Exercise inputs:
****************

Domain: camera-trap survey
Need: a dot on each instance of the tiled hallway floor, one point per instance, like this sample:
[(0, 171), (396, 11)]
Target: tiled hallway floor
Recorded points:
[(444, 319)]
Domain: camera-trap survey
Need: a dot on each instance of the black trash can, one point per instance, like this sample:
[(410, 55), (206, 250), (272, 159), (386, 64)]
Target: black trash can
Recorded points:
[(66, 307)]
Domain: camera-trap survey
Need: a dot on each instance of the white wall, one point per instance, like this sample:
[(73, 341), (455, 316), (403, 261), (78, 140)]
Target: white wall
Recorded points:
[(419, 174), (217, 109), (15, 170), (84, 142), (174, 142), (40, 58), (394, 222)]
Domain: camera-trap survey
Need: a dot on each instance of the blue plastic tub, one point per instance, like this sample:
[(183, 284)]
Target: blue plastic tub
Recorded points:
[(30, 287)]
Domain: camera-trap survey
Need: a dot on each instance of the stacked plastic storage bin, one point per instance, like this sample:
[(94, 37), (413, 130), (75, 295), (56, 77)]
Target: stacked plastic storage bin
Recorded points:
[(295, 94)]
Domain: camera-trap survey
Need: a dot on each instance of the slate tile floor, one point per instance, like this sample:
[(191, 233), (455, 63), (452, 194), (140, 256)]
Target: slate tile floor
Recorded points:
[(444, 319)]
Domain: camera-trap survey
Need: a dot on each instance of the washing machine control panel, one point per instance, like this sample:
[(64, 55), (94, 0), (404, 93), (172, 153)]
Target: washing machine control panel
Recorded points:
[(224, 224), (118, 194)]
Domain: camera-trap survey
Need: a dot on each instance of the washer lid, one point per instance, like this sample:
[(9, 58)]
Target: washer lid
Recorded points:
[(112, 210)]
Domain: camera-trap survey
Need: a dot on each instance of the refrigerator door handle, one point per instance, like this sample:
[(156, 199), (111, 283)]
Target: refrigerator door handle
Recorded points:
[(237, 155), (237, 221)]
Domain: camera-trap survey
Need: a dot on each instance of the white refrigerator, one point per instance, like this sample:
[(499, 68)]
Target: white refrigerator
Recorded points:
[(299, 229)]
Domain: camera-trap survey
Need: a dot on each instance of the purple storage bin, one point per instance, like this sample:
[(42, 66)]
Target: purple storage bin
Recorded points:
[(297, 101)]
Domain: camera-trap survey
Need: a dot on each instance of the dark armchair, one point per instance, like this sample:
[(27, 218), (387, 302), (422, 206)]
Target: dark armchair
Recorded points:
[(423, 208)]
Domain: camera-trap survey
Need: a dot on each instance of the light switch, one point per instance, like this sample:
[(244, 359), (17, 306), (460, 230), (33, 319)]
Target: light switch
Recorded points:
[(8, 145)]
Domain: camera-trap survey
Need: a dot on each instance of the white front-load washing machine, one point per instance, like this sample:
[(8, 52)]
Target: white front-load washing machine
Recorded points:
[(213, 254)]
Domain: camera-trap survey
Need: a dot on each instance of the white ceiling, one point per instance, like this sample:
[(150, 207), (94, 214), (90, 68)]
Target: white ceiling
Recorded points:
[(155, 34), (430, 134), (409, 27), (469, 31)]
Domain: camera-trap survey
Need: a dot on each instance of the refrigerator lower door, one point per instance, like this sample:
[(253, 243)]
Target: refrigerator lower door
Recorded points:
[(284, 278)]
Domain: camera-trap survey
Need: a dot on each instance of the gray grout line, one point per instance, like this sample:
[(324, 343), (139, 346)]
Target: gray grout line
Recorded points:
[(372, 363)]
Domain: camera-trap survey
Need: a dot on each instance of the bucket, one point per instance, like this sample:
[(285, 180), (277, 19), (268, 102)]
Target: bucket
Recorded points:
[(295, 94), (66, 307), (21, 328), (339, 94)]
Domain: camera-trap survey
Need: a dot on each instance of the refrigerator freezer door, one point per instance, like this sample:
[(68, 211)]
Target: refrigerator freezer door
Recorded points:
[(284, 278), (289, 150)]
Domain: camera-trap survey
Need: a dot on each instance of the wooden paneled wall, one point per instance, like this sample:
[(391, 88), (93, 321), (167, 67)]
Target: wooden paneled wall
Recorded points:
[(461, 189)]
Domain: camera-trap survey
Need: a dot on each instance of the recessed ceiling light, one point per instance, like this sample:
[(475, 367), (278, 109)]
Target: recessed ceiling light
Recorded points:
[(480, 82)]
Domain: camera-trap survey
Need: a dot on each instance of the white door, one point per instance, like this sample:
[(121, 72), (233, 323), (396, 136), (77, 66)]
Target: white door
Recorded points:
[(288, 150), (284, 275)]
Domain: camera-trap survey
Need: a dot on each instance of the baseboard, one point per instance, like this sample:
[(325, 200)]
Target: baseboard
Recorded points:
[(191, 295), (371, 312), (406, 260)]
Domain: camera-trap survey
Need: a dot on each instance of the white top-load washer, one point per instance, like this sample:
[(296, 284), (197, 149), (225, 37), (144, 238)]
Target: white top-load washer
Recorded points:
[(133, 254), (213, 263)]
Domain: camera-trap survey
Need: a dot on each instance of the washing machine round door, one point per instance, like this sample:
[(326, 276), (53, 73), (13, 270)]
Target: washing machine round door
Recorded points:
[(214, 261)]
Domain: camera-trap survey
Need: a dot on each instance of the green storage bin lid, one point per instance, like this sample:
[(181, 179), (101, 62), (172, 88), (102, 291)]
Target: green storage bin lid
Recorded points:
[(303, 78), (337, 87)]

****************

Retype the lines beginning at the one containing "Target: white door" and ending at the final line of the material, both included.

Target: white door
Recorded points:
[(288, 150), (284, 275)]
Domain: camera-trap survey
Need: a dot on each instance of the baseboard, one point per instance, like this sample:
[(325, 200)]
Target: baseboard
Recorded points:
[(191, 295), (371, 312), (406, 260)]
Domain: camera-trap survey
Need: a dot on each instance of the white top-load washer, one point per instance, like this sample:
[(296, 284), (197, 149), (225, 37), (144, 238)]
Target: white top-load washer
Recorded points:
[(133, 254), (213, 263)]
Domain: camera-trap survey
Need: a dot on each instance of the washing machine round door, one point per instance, like this sample:
[(326, 276), (53, 73), (13, 270)]
Target: washing machine round door
Recorded points:
[(214, 261)]
Domain: camera-trap survey
Need: a dot on each instance of the green storage bin lid, one point per instance, like this sample:
[(181, 179), (101, 62), (172, 88), (102, 291)]
Target: green storage bin lid
Recorded points:
[(303, 78), (337, 87)]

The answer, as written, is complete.